- [WHAT THIS TASK INVOLVES]
Copy out the entries without any changes, from the line holding "of the city" through the line holding "column 29, row 189", both included.

- [DATA EXTRACT]
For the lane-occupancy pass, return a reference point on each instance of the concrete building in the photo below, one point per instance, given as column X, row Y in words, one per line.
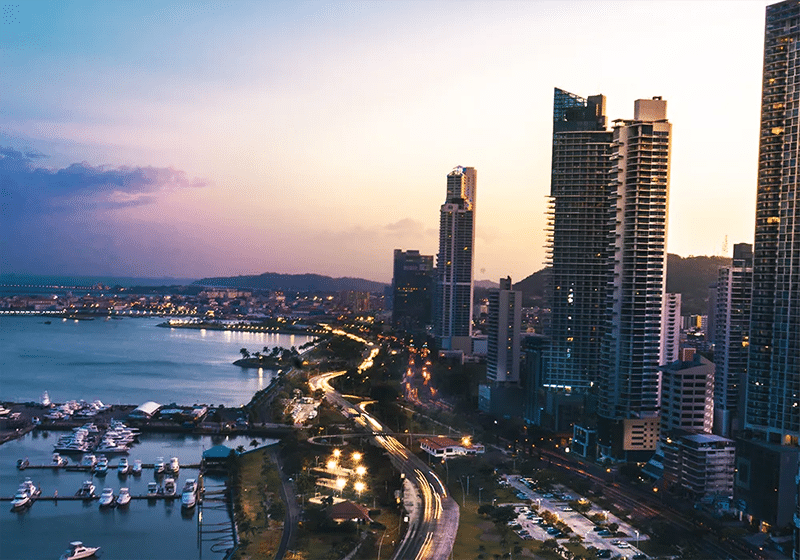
column 687, row 394
column 505, row 318
column 670, row 328
column 577, row 240
column 772, row 419
column 631, row 347
column 454, row 263
column 412, row 291
column 731, row 339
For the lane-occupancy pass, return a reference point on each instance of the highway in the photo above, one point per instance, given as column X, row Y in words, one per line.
column 433, row 524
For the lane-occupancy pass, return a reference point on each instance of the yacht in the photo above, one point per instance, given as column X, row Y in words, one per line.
column 170, row 489
column 124, row 497
column 189, row 494
column 20, row 500
column 107, row 498
column 86, row 490
column 29, row 488
column 59, row 461
column 76, row 551
column 101, row 467
column 88, row 461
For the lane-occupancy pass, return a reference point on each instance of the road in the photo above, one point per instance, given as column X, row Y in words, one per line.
column 432, row 526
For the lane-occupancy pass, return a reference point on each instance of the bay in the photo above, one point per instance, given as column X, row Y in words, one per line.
column 129, row 361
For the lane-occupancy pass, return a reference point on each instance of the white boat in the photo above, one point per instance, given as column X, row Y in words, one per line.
column 107, row 498
column 101, row 467
column 29, row 488
column 86, row 490
column 124, row 497
column 20, row 500
column 170, row 489
column 59, row 461
column 189, row 494
column 76, row 551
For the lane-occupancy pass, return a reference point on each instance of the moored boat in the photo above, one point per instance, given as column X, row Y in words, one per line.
column 107, row 498
column 124, row 497
column 76, row 551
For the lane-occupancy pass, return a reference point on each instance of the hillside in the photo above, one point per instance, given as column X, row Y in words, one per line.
column 295, row 283
column 689, row 276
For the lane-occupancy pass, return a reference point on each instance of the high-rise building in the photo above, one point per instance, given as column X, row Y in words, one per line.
column 629, row 386
column 670, row 329
column 577, row 240
column 454, row 263
column 731, row 338
column 505, row 318
column 412, row 290
column 772, row 403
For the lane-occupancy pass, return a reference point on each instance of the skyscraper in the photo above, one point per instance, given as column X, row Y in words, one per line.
column 767, row 455
column 731, row 338
column 578, row 240
column 629, row 387
column 412, row 290
column 454, row 263
column 505, row 318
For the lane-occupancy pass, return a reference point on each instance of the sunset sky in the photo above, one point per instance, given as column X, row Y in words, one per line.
column 192, row 139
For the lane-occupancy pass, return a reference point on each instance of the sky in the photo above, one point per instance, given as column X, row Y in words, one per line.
column 192, row 139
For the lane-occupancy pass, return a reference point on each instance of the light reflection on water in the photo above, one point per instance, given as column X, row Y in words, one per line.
column 145, row 529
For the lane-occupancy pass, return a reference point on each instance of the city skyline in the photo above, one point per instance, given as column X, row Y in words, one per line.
column 238, row 138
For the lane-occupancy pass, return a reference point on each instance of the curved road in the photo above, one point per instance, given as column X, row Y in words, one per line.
column 433, row 524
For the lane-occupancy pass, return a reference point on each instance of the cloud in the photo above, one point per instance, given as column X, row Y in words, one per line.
column 68, row 219
column 29, row 189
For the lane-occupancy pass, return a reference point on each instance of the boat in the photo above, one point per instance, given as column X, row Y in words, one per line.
column 189, row 494
column 124, row 497
column 86, row 490
column 76, row 551
column 30, row 488
column 101, row 467
column 107, row 498
column 170, row 489
column 59, row 461
column 20, row 500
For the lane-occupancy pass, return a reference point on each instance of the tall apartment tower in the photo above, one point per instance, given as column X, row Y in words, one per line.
column 670, row 329
column 731, row 338
column 629, row 387
column 412, row 290
column 505, row 320
column 454, row 264
column 577, row 240
column 768, row 450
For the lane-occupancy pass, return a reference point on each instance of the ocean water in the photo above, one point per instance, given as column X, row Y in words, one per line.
column 129, row 361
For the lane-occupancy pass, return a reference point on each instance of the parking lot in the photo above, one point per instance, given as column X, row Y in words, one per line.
column 532, row 526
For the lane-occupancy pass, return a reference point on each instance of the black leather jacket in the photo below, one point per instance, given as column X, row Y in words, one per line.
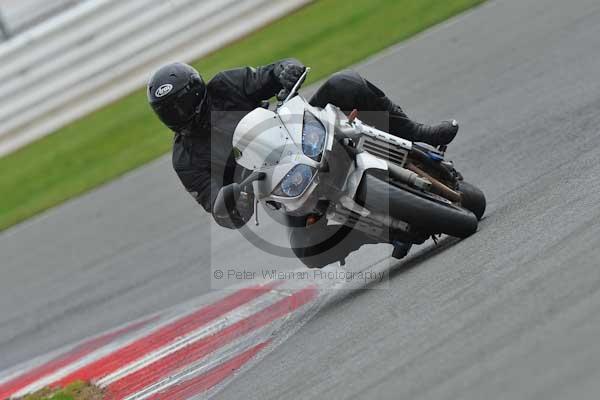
column 202, row 157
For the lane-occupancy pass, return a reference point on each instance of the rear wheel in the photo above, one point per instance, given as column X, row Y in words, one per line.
column 422, row 211
column 473, row 199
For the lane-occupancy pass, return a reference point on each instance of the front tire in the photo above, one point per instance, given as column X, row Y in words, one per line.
column 422, row 213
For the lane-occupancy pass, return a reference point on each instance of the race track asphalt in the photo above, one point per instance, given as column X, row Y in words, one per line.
column 512, row 312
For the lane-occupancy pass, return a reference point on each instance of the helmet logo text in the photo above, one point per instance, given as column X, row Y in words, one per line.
column 164, row 90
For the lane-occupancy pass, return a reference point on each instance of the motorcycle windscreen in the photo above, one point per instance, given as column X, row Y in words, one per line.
column 261, row 140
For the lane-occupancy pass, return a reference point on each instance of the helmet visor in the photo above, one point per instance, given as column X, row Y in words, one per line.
column 179, row 111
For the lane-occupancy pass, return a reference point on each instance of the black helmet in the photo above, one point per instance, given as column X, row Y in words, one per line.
column 176, row 93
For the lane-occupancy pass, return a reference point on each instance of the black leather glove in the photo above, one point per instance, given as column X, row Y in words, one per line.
column 233, row 208
column 290, row 74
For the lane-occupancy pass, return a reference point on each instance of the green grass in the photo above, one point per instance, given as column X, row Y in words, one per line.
column 78, row 390
column 327, row 35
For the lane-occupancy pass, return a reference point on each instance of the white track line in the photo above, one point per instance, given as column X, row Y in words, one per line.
column 213, row 327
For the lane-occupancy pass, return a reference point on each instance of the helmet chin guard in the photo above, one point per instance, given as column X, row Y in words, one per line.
column 176, row 93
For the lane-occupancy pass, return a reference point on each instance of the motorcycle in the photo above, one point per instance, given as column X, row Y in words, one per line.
column 314, row 163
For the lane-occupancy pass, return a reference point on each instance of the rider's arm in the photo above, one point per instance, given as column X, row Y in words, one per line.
column 200, row 184
column 264, row 82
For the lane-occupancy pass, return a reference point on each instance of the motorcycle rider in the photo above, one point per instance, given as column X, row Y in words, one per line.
column 203, row 117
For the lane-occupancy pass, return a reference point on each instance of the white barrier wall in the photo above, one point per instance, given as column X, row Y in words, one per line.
column 101, row 50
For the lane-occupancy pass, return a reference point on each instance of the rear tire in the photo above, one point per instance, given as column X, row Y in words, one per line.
column 473, row 199
column 422, row 213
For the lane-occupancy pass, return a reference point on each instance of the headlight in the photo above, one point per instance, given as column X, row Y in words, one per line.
column 295, row 182
column 313, row 137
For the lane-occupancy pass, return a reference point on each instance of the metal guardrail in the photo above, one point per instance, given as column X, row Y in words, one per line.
column 101, row 50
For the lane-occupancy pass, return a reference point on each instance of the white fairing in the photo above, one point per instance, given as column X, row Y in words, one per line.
column 272, row 142
column 260, row 140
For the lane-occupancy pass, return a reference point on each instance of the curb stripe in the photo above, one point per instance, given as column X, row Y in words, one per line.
column 163, row 367
column 164, row 335
column 208, row 380
column 14, row 385
column 209, row 329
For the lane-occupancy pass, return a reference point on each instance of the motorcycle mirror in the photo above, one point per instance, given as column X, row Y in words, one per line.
column 297, row 86
column 226, row 199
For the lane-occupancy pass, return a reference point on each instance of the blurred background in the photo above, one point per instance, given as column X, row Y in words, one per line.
column 17, row 16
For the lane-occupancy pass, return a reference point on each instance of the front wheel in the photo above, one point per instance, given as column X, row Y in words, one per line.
column 422, row 212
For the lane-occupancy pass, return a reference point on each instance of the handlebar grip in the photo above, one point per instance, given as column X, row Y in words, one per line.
column 283, row 94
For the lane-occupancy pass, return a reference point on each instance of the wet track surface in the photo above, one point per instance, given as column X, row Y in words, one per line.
column 512, row 312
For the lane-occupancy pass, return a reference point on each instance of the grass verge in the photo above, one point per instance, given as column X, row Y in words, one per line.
column 327, row 35
column 75, row 391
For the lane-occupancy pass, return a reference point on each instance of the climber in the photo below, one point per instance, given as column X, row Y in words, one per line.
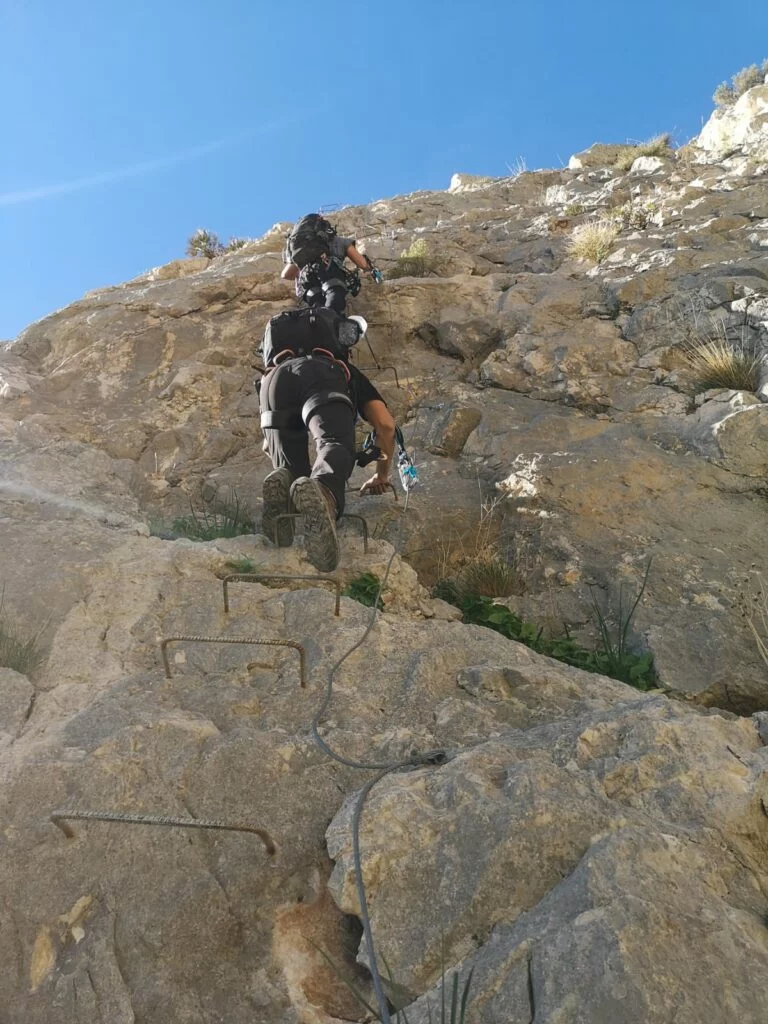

- [THE ANSWER]
For the lane-occupancy pass, return a reference point on each instance of the city skyline in the photo above, one point per instance, given as column X, row Y in words, one per line.
column 238, row 138
For the lane-occupancy pass, return a reference point on each instance of the curved road in the photo above, one point per instance, given as column X, row Y in words, one per line.
column 433, row 524
For the lane-occupancy pass, return a reference point on each instance of the cloud in the photo above, one point per instance, given as column X, row Y in words, one per line.
column 68, row 219
column 29, row 189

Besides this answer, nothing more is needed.